[Exercise goal] Locate the line with "the fence post" in the material. Copy that line and each one after it, through the last, exactly and with nothing else.

[A run of records]
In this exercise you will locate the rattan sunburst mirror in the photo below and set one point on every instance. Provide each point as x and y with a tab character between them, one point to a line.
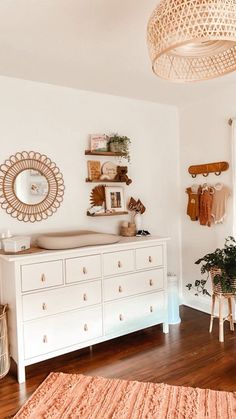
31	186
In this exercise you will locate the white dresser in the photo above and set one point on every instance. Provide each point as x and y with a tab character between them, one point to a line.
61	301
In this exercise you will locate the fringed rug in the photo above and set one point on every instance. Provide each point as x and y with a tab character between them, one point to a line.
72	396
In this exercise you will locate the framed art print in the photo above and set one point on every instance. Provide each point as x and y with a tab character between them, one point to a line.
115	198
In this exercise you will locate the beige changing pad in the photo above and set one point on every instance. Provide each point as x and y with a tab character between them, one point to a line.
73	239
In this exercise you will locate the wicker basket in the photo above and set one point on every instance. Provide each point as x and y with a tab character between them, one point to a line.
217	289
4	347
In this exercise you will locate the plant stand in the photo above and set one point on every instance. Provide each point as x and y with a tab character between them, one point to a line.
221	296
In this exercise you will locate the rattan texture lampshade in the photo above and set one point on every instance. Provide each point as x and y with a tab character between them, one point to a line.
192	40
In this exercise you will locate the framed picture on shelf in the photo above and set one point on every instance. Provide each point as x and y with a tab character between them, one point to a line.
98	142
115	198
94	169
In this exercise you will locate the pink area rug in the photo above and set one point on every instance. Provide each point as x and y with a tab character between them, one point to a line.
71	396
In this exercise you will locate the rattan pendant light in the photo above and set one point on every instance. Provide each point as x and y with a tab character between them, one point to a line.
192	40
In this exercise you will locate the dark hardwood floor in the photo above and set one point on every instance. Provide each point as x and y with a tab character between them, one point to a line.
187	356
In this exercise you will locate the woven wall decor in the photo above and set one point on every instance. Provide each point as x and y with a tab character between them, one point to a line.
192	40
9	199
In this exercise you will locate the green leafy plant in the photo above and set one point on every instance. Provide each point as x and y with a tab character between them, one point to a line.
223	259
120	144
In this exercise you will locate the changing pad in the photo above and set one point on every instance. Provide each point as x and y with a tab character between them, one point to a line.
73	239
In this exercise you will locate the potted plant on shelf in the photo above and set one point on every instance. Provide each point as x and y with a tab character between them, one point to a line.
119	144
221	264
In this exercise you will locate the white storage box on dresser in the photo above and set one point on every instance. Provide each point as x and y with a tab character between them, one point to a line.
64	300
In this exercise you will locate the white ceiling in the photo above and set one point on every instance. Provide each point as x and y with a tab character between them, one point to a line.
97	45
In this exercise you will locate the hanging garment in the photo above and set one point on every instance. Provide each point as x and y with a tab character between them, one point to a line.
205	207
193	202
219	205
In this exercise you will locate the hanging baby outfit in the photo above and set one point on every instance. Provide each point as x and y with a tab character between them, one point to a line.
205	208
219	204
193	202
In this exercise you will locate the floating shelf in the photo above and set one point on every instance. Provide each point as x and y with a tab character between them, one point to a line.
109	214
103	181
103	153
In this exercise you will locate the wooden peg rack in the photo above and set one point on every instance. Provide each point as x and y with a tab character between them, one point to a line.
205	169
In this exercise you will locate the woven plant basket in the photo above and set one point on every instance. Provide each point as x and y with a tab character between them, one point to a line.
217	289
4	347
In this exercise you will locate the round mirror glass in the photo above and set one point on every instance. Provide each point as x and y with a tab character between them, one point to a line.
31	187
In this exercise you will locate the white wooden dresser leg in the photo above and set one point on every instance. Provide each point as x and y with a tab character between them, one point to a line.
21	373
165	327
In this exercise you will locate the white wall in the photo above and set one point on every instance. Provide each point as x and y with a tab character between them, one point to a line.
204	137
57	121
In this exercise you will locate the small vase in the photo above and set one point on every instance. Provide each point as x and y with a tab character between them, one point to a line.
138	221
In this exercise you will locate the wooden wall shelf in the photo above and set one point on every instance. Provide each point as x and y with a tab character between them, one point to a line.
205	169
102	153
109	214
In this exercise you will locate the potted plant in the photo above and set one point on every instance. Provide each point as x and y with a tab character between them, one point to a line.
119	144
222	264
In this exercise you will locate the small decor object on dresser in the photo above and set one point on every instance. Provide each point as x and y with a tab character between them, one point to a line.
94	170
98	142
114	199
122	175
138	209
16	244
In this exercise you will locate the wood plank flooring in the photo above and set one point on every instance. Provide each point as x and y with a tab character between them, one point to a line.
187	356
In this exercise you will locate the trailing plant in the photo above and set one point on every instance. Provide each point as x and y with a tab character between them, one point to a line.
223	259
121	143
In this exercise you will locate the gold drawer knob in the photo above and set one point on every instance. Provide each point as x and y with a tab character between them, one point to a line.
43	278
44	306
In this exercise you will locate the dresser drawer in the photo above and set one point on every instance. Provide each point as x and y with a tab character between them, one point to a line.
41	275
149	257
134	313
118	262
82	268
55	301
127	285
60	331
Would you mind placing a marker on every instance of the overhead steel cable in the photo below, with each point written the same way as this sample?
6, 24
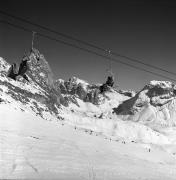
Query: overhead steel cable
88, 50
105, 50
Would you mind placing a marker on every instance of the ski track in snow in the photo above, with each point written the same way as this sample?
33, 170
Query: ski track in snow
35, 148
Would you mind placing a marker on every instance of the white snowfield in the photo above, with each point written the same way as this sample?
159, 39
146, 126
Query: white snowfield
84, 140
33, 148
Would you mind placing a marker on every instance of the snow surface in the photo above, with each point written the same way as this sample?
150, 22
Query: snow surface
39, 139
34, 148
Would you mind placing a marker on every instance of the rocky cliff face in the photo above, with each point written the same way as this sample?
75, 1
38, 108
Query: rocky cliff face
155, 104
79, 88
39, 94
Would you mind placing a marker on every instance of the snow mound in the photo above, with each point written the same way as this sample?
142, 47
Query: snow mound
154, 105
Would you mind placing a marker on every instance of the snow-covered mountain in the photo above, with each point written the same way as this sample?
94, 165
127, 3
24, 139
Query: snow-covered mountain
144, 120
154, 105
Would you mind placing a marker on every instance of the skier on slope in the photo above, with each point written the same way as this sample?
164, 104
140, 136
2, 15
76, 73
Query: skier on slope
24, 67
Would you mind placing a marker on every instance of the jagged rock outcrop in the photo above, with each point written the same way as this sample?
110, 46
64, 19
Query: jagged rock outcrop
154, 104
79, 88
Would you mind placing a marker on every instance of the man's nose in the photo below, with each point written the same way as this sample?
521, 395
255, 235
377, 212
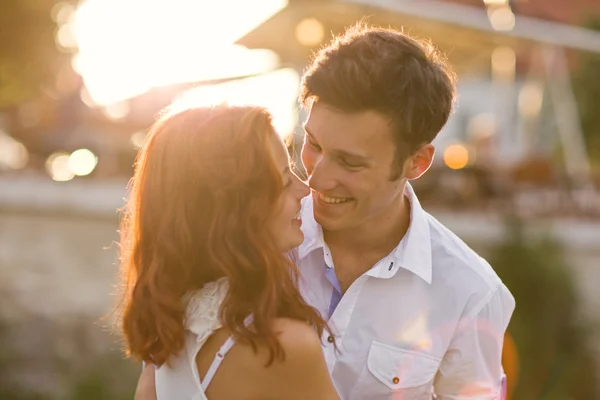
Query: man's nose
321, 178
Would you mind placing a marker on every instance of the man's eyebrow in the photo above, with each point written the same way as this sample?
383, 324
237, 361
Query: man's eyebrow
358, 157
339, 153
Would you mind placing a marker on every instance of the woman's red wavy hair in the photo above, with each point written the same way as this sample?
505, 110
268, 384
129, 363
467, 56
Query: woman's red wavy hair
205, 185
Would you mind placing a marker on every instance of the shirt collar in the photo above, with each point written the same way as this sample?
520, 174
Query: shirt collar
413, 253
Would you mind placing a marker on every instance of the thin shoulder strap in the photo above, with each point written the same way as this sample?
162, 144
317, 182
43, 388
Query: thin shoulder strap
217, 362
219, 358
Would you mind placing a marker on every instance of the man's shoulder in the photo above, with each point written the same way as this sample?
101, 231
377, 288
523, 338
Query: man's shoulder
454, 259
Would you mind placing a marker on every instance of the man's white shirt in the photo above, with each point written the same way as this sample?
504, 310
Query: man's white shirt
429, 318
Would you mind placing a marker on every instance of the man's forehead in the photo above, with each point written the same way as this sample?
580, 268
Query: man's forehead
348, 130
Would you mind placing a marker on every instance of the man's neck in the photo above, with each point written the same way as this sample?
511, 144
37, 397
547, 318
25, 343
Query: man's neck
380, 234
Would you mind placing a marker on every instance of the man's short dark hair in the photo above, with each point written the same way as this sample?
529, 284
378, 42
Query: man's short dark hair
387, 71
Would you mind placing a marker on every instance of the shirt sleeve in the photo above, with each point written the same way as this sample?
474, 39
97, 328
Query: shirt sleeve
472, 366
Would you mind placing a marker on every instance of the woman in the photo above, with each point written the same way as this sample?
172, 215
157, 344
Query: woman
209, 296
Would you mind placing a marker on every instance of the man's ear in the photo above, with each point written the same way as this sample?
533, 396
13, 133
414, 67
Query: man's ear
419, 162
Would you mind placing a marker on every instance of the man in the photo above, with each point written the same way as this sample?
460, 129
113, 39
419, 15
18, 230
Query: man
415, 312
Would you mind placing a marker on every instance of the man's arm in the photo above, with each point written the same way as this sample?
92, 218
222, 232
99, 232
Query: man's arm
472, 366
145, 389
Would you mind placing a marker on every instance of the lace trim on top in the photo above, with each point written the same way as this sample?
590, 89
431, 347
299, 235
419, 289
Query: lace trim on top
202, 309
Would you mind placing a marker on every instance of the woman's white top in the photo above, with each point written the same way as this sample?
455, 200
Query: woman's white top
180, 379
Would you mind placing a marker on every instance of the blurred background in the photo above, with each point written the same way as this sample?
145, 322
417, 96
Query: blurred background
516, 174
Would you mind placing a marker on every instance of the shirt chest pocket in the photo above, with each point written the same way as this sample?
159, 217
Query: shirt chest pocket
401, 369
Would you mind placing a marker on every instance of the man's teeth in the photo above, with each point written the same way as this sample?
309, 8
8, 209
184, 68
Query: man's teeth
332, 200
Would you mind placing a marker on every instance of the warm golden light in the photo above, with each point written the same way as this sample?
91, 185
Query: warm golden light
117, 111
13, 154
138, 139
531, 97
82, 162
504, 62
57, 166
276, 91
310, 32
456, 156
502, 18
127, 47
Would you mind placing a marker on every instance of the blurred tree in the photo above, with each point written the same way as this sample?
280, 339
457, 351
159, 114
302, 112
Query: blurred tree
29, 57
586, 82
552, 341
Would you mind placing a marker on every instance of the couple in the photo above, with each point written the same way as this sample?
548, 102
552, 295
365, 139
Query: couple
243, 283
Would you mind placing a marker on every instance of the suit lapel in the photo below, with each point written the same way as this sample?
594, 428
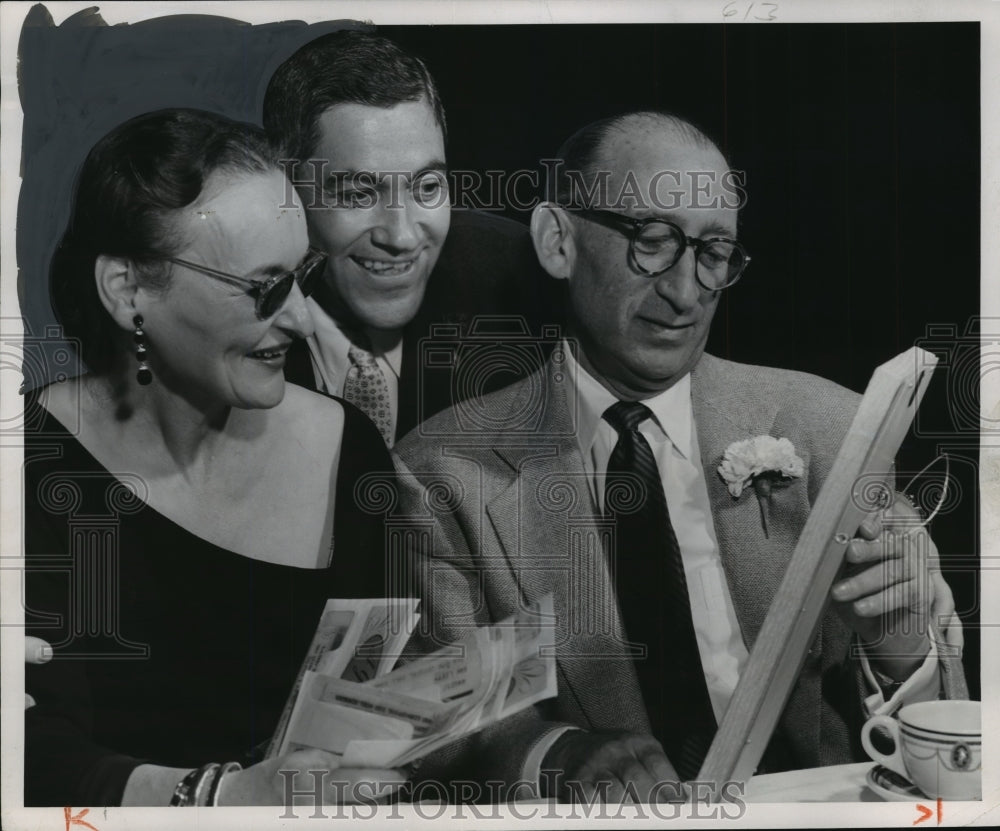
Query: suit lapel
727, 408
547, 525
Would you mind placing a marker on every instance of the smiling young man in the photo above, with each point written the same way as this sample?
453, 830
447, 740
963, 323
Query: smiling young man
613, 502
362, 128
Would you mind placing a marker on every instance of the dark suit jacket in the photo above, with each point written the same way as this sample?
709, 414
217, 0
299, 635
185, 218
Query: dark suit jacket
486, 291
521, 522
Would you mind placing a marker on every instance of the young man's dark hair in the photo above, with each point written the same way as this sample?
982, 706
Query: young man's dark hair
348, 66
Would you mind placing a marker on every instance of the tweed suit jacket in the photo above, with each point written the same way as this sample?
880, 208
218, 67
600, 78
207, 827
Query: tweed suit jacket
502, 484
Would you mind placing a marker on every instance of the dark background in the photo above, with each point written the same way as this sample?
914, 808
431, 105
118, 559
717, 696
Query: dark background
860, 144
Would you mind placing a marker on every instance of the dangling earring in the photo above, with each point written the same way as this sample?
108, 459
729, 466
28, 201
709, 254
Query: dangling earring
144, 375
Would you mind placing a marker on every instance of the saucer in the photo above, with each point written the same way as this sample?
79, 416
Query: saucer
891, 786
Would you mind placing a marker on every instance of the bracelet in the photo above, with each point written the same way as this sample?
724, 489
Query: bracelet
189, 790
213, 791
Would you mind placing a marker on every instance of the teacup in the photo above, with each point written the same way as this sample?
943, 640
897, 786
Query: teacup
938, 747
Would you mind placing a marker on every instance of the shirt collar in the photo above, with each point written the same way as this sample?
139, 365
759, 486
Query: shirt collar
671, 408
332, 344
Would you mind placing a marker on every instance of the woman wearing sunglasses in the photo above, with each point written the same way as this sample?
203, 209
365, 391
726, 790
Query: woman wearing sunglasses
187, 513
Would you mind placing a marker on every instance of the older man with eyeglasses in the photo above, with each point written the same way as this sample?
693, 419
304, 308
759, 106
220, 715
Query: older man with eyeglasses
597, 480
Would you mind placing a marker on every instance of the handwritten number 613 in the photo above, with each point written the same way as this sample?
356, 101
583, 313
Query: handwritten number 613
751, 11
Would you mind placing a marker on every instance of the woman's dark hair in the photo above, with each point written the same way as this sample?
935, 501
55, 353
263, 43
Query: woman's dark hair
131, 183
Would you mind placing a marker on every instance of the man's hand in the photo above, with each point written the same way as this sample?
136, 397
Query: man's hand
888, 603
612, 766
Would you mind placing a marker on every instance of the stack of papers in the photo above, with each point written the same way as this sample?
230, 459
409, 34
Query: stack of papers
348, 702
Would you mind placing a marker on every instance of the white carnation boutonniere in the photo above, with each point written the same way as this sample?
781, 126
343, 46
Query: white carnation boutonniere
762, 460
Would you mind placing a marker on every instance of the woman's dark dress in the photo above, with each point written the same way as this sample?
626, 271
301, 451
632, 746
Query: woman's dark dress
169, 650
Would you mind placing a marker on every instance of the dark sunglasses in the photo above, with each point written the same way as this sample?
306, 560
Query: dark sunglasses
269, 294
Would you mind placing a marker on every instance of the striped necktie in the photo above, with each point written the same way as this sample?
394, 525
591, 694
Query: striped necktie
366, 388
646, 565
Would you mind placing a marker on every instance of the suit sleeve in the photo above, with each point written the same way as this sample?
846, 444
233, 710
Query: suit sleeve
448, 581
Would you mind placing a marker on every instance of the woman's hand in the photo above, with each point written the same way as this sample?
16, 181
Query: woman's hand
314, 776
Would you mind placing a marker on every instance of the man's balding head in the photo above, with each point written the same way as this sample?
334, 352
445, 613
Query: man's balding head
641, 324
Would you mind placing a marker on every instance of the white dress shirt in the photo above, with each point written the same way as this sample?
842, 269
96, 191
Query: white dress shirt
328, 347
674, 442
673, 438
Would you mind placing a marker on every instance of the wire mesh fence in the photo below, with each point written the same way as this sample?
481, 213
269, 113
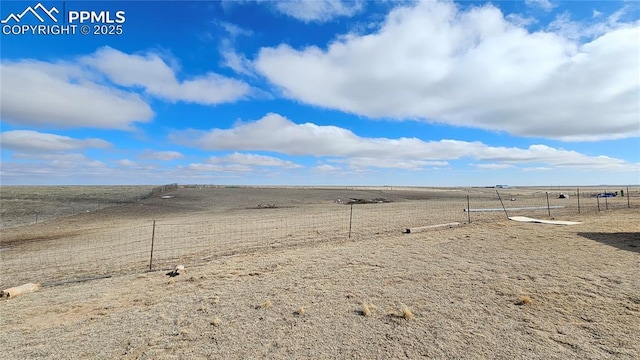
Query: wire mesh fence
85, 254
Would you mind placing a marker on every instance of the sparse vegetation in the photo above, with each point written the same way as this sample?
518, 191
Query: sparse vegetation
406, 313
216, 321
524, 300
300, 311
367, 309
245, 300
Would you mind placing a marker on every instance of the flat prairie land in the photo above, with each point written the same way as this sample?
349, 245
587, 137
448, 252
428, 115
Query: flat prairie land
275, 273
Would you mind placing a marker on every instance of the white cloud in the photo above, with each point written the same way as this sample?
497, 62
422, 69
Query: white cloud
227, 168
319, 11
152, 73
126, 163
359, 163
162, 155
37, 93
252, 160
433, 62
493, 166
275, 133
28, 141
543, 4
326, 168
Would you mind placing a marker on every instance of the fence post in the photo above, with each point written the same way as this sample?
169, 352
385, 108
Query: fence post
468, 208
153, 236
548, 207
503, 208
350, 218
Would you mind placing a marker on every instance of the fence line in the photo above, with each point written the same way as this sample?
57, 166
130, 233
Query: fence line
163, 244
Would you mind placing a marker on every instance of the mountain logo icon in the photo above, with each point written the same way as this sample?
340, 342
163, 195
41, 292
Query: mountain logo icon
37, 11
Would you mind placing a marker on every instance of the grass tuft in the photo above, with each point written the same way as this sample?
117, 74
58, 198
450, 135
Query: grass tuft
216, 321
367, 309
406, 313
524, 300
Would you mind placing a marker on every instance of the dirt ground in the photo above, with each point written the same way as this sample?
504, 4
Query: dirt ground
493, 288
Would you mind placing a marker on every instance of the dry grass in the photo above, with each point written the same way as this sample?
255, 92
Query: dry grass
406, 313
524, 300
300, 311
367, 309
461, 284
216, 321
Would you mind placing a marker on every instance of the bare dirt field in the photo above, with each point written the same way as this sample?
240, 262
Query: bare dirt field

[Answer to this task]
Would you mind placing a marker on every instance of the fence post in the photo above, with each point written the same way as this sample?
169, 352
385, 108
Query: fence post
468, 208
153, 236
548, 207
503, 208
350, 218
Would you mind placing a marker on every instance of the fence line in the photo above, with each point written the same way as this sample?
57, 166
130, 233
Query: fence line
163, 244
Would you mind placing a marker on every instance of the mountain logo icon in the photo above, with each point written the same way as this sample?
340, 342
163, 195
41, 292
Query: mountain logo icon
37, 11
Would you mind placing a marker on every instance of the grass tuft in the photo above, with each point written the same way as this sample?
117, 74
58, 198
450, 135
Query: grass tuft
216, 321
367, 309
406, 313
524, 300
Would you mind placing a marker on every instance of the dirt ground in the photo above, with each point written the same way as this sample?
504, 4
Query: dirt ground
493, 288
Would you mind placing a marker on every instance of the dry grass in the photo above, with each point written the same way as this sample?
255, 92
Query: dry grass
406, 313
524, 300
300, 311
367, 309
461, 284
216, 321
Would you mind placing a marker on every instance of the bare dirt field in the photo above, with each point written the same way as this sample?
240, 262
Query: bare dirt field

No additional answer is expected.